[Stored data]
⟨
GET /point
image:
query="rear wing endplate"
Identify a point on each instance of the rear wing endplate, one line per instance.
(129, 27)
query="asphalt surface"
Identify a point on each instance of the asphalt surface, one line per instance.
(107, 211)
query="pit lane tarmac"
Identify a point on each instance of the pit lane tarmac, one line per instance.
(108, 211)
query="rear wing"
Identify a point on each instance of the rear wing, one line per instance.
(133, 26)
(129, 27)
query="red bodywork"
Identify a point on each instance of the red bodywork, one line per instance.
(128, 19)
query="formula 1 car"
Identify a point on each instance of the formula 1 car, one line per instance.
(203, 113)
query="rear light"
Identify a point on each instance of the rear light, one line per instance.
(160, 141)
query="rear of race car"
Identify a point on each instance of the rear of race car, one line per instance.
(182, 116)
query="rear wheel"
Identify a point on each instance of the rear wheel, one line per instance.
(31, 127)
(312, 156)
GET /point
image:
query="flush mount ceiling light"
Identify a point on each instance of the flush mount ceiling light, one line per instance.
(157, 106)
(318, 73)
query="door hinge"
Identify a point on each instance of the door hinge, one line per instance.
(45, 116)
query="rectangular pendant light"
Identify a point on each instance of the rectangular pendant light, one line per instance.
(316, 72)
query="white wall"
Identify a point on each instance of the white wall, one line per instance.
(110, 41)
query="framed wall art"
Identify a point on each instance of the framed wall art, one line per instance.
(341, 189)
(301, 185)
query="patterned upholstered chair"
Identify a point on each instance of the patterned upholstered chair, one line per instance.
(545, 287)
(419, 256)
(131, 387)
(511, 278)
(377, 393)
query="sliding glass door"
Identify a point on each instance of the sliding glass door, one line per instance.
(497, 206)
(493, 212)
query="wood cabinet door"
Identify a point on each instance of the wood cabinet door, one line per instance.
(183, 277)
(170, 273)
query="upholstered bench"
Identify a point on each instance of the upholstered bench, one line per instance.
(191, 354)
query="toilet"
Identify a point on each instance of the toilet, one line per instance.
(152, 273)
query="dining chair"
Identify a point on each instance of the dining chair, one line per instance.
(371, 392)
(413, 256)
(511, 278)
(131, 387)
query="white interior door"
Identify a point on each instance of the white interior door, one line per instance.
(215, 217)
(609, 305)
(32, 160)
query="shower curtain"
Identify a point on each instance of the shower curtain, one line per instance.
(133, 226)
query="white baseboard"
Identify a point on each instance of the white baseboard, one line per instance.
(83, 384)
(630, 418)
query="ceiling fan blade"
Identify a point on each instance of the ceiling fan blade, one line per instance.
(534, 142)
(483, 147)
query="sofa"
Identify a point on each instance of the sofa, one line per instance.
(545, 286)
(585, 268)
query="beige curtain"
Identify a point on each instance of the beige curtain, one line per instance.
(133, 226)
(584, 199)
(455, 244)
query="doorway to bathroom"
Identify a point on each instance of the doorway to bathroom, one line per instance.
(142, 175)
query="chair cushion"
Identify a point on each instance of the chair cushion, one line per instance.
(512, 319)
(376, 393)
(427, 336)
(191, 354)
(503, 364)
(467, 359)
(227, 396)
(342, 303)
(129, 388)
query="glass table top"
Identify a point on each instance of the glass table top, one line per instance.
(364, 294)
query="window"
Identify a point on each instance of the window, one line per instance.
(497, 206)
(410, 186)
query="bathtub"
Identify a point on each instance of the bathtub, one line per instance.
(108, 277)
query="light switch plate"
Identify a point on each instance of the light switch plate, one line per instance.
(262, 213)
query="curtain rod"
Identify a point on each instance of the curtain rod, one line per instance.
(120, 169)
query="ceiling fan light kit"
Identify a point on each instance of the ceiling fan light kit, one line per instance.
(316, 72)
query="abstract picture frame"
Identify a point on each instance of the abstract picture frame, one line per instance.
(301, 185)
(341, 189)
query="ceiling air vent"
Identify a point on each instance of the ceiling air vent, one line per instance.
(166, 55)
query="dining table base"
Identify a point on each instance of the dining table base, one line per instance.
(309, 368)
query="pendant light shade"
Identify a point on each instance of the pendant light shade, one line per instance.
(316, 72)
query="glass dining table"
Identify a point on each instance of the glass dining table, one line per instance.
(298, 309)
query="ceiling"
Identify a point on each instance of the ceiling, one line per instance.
⟩
- _Exercise description_: The reply should be a precise retyping of all the data.

- _Exercise response_:
GET /point
image:
query="rear wing endplate"
Identify a point on each instance of the rear wing endplate, one line per instance.
(129, 27)
query="asphalt surface"
Identify a point on each instance of the asphalt surface, one line per instance.
(107, 211)
query="pit lane tarmac"
Identify a point on each instance of the pit lane tarmac, one line per instance.
(108, 211)
query="rear wing"
Identify a point on each instance of the rear wing, one line per instance.
(133, 26)
(129, 27)
query="red bodywork"
Identify a point on each instance of the red bodywork, one line per instance.
(128, 19)
query="formula 1 car"
Identify a point on each instance of the formula 1 car, one line per instance.
(203, 113)
query="rear light"
Identify a point on each instance of the rear light, one line per instance.
(160, 141)
query="rear of race car"
Identify a point on each instance of the rear of race car, one line per instance.
(182, 116)
query="rear wheel"
Identify a point on each instance of the rear wheel, one line per instance.
(31, 127)
(312, 156)
GET /point
image:
query="flush mount ceiling light"
Identify a point on each instance of the flush mount ceiling light, one line per instance.
(157, 106)
(318, 73)
query="door hinge"
Identify a point on each instance of the door hinge, one line per instance.
(45, 116)
query="rectangular pendant light"
Identify a point on each instance of the rectangular pendant light, one line per instance.
(316, 72)
query="white wall"
Identify a point on each instance of the white wall, one line per instance.
(110, 41)
query="framed wall art"
Identify a point on each instance of the framed wall art, one line per instance.
(341, 189)
(301, 185)
query="patterned upholstered chair"
Identify a point on each instance of the patterned upholstered chair, one line per instance.
(545, 287)
(419, 256)
(131, 387)
(511, 278)
(377, 393)
query="sliding glass door"
Identify a point on each instance of the sliding glass door, one line per instance.
(497, 206)
(493, 212)
query="wood cabinet door"
Identify a point on each instance of the wood cabinet door, one line per instance.
(183, 277)
(170, 273)
query="upholstered bench"
Identify a point on each instance of the upholstered bench, one line per instance.
(191, 354)
query="toilet"
Identify a point on each instance of the toilet, one line per instance.
(152, 273)
query="dining chair"
Identify a point on each instance of the dining chair, one line per instance.
(371, 392)
(413, 256)
(511, 278)
(131, 387)
query="white interior door"
Identify a point on each instance of the white interior door, one line per instance.
(215, 217)
(609, 305)
(32, 160)
query="shower curtain"
Identify a point on each instance of the shower curtain, one line per instance.
(133, 226)
query="white baseboard"
Identify a point on each instance of the white baseboard, one line per instance.
(83, 384)
(630, 418)
query="ceiling fan blade"
Identify a point on each instance of the ceiling fan blade, one line per instance.
(534, 142)
(483, 147)
query="sofa"
Identify a point on each instance of the sofa, one line per instance.
(545, 286)
(585, 268)
query="beige curtain"
Identify a point on each instance of the beige curtain, one line per instance.
(133, 226)
(584, 199)
(455, 244)
query="doorway to bathroom"
Identify a point on each instance of the doorway to bathroom, one line per instance.
(142, 175)
query="chair cushion"
Identify a point on each instance of the chair cushion, one line per instance.
(512, 319)
(376, 393)
(427, 336)
(191, 354)
(503, 364)
(467, 359)
(227, 396)
(342, 303)
(129, 388)
query="glass table top"
Identify a point on each instance of the glass table top, one line per instance.
(364, 294)
query="window"
Identify a point on each instance of the window, one line per instance.
(497, 206)
(410, 186)
query="bathtub"
Identify a point on each instance of the bathtub, one line per instance.
(108, 277)
query="light switch plate"
Identify a point on each instance of the light switch plate, one line per instance.
(262, 213)
query="curtain rod"
Identify a point on each instance of the curtain rod, one line per instance.
(120, 169)
query="ceiling fan light kit"
Identify a point on each instance of the ceiling fan light kit, one line per instance.
(316, 72)
query="abstract picture frame"
Identify a point on each instance of the abstract picture frame, one line per instance.
(301, 185)
(341, 189)
query="ceiling air vent"
Identify a point on each instance of the ceiling air vent, one line per instance.
(166, 55)
query="dining table base"
Identify a point on each instance of the dining table base, one line per instance.
(309, 368)
query="pendant light shade"
Identify a point on each instance of the pendant light shade, one line per instance.
(316, 72)
query="glass dining table"
Identify a point on each instance of the glass dining table, one line per instance.
(298, 309)
query="ceiling"
Identify a point on each instance of the ceiling, one line per instance.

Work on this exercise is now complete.